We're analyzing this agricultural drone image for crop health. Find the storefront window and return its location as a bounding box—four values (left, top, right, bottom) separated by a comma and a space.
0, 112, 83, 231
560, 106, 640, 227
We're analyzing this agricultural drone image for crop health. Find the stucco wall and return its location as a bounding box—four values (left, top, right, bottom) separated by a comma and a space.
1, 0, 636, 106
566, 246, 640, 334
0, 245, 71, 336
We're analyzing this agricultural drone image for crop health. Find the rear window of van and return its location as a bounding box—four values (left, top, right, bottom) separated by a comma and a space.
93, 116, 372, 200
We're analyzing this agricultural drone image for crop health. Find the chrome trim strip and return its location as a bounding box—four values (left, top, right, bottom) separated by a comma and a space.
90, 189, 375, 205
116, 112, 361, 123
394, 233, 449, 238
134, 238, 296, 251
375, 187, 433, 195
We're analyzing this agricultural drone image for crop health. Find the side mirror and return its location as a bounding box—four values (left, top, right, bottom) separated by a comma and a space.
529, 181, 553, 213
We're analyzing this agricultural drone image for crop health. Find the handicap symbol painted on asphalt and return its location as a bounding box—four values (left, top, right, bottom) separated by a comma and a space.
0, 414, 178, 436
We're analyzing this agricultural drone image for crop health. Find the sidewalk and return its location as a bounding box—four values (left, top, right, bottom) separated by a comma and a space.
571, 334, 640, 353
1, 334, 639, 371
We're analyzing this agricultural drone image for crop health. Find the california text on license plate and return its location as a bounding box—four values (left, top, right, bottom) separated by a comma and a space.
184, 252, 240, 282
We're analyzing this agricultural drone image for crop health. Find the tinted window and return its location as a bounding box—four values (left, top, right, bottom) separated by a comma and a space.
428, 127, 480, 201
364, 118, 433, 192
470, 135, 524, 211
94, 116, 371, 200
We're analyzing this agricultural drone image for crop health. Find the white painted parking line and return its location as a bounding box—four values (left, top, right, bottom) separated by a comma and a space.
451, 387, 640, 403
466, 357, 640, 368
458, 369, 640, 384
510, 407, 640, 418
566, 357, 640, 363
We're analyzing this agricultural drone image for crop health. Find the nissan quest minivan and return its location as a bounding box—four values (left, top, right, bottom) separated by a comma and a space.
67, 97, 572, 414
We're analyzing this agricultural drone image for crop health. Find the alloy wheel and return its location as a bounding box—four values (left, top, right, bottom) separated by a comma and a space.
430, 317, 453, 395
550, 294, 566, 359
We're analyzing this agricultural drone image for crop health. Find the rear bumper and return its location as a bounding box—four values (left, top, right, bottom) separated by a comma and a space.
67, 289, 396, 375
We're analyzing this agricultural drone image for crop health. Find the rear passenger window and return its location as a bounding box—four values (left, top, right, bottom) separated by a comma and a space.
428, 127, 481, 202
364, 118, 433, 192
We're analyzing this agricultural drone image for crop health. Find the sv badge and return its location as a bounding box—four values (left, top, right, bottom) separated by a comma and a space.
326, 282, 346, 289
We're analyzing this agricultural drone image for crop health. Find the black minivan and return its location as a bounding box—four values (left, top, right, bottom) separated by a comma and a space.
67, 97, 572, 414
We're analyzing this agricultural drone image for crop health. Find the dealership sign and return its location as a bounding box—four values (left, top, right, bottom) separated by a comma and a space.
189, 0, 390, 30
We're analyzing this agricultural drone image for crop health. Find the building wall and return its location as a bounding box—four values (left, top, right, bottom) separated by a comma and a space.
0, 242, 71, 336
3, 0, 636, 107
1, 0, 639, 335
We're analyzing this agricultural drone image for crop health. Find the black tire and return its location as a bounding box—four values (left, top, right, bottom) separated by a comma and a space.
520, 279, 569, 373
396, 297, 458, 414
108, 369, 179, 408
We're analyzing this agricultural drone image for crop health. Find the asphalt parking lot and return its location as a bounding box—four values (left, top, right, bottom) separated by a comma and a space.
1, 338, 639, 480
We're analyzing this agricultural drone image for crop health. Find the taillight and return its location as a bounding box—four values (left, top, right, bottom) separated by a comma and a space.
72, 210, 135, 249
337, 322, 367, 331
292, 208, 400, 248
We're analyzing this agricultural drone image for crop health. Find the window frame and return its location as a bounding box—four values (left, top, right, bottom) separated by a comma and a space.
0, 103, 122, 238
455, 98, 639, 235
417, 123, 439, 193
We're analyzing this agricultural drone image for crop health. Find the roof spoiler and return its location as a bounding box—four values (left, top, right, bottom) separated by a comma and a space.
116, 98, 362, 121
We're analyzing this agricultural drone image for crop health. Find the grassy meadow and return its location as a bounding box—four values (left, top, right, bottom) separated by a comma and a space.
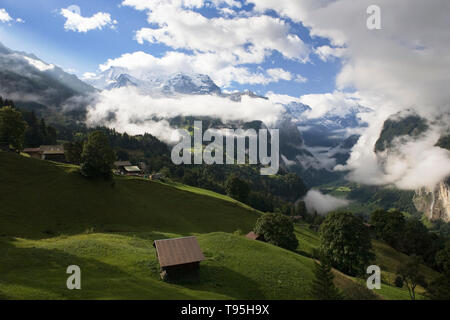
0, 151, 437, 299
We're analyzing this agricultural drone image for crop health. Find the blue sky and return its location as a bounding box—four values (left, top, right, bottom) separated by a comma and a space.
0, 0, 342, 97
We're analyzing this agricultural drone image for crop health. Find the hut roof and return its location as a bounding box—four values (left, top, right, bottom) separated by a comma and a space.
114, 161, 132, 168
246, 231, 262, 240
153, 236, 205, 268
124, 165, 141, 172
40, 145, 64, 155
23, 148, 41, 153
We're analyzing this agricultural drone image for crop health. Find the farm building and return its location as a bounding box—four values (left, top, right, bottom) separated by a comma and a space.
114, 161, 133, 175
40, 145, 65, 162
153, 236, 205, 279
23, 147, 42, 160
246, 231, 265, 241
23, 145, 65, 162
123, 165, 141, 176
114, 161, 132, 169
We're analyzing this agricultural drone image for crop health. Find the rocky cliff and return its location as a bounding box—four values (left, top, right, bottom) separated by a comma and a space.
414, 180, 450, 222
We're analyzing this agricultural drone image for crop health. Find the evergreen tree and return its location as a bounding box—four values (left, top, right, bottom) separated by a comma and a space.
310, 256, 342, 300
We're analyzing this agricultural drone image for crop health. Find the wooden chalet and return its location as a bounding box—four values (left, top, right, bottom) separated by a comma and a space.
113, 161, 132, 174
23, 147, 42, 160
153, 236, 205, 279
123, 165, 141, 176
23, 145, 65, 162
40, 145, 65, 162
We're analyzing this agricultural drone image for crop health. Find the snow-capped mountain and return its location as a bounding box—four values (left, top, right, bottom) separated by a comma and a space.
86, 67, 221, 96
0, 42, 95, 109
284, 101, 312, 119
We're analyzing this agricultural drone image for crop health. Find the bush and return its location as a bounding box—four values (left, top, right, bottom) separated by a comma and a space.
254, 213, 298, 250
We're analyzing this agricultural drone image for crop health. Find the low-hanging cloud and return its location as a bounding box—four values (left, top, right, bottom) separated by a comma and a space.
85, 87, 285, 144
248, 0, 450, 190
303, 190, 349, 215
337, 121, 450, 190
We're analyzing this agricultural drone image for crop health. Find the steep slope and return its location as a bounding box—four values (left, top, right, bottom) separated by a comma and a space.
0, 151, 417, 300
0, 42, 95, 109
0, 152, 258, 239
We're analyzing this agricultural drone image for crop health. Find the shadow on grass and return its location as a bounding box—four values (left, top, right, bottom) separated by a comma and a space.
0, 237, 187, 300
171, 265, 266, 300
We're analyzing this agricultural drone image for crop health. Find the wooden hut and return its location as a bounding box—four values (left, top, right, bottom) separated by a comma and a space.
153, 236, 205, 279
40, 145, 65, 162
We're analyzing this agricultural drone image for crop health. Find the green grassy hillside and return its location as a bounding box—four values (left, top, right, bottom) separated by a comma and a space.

........

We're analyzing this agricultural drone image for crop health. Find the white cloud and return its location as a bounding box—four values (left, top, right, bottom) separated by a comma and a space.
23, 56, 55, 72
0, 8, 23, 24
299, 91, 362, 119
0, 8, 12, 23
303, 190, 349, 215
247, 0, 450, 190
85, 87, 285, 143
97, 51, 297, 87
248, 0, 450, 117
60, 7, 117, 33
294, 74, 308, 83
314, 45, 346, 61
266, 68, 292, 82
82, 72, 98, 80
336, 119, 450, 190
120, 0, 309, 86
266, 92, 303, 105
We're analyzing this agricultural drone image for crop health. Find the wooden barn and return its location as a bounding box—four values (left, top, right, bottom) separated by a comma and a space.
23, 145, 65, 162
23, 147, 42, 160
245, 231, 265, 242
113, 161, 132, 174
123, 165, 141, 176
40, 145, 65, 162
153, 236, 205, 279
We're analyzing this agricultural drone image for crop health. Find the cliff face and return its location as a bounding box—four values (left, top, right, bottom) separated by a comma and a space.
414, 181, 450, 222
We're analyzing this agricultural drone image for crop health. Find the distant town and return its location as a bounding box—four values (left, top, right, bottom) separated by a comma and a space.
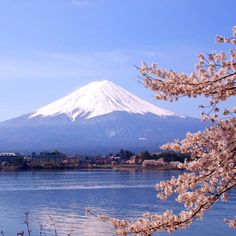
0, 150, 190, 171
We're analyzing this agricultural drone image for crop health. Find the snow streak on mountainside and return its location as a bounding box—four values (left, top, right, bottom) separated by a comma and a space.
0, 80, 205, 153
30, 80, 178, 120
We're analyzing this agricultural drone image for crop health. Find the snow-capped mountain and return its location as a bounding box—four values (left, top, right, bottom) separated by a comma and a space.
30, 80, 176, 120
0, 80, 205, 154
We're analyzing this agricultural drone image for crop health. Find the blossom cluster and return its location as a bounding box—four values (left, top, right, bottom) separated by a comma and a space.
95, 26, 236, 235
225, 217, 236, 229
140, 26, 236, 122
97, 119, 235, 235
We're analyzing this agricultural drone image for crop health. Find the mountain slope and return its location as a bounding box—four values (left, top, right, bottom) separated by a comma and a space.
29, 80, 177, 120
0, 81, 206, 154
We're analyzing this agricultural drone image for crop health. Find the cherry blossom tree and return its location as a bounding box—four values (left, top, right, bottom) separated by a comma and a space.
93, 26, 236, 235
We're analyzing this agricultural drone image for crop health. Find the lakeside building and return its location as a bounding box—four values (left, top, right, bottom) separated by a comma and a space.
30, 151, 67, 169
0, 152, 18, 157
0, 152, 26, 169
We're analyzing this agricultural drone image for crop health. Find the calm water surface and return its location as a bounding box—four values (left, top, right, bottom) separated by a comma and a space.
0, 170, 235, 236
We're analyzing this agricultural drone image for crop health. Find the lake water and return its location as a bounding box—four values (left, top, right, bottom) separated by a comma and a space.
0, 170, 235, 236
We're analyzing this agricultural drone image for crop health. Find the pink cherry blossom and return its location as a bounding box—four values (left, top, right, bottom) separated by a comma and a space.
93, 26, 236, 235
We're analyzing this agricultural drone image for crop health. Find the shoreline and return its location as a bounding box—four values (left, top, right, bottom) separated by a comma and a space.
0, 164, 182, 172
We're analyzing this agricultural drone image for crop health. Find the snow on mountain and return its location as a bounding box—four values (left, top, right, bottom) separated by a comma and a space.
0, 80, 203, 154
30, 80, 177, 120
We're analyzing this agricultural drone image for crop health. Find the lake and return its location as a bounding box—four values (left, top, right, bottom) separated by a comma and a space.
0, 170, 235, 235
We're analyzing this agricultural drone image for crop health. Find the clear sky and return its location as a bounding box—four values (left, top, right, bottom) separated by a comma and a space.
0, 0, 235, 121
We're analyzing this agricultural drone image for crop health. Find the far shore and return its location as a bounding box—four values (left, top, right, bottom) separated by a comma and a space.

........

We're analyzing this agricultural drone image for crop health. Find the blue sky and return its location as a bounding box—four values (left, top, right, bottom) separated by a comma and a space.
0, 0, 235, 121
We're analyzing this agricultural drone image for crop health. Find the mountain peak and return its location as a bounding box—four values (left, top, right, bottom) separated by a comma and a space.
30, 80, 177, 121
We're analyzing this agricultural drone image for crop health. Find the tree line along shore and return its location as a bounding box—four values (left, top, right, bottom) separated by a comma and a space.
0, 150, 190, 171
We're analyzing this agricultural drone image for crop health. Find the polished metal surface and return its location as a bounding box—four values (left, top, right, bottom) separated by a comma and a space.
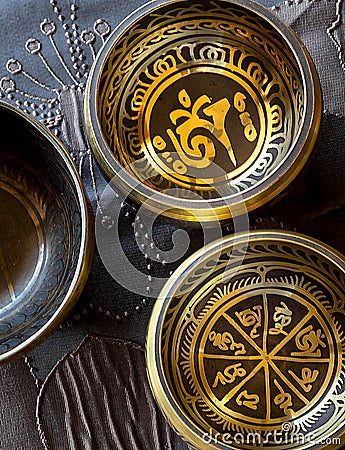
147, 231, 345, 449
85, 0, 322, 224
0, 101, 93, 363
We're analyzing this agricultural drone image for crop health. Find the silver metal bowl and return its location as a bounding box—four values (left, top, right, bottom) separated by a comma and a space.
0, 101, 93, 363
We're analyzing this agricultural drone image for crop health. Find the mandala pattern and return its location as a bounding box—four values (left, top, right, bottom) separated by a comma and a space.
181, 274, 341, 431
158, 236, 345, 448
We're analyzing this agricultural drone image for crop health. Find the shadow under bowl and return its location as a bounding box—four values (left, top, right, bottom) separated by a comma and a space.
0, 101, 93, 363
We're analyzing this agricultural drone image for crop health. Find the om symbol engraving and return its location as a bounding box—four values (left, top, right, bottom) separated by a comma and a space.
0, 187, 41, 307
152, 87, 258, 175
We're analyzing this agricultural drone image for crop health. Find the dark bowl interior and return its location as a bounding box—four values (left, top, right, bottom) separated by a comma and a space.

........

• **What you will do**
Retype, exactly and in full, the lines above from the one containing "the shadow under" through the one containing "Find the dark".

• **Response to this task**
We're analyzing this agricultural drone image for crop health. Find the shadow under bowl and return its location as a bounding box—four values (left, top, right, bottom) separated by a comma and a space.
0, 101, 93, 363
We're analyzing this agricultural drone image for crop health. Find the om symbol engraving and return its location as a bounding box—four values (left, top, right, bottom) separated by a comma and a space.
0, 187, 41, 307
152, 87, 258, 175
We're analyzing this agricultural drone image for crop health. Find the dark bowl interior and return its location as a bounding box—four values (left, top, right, bottom) separated by a comma and a space.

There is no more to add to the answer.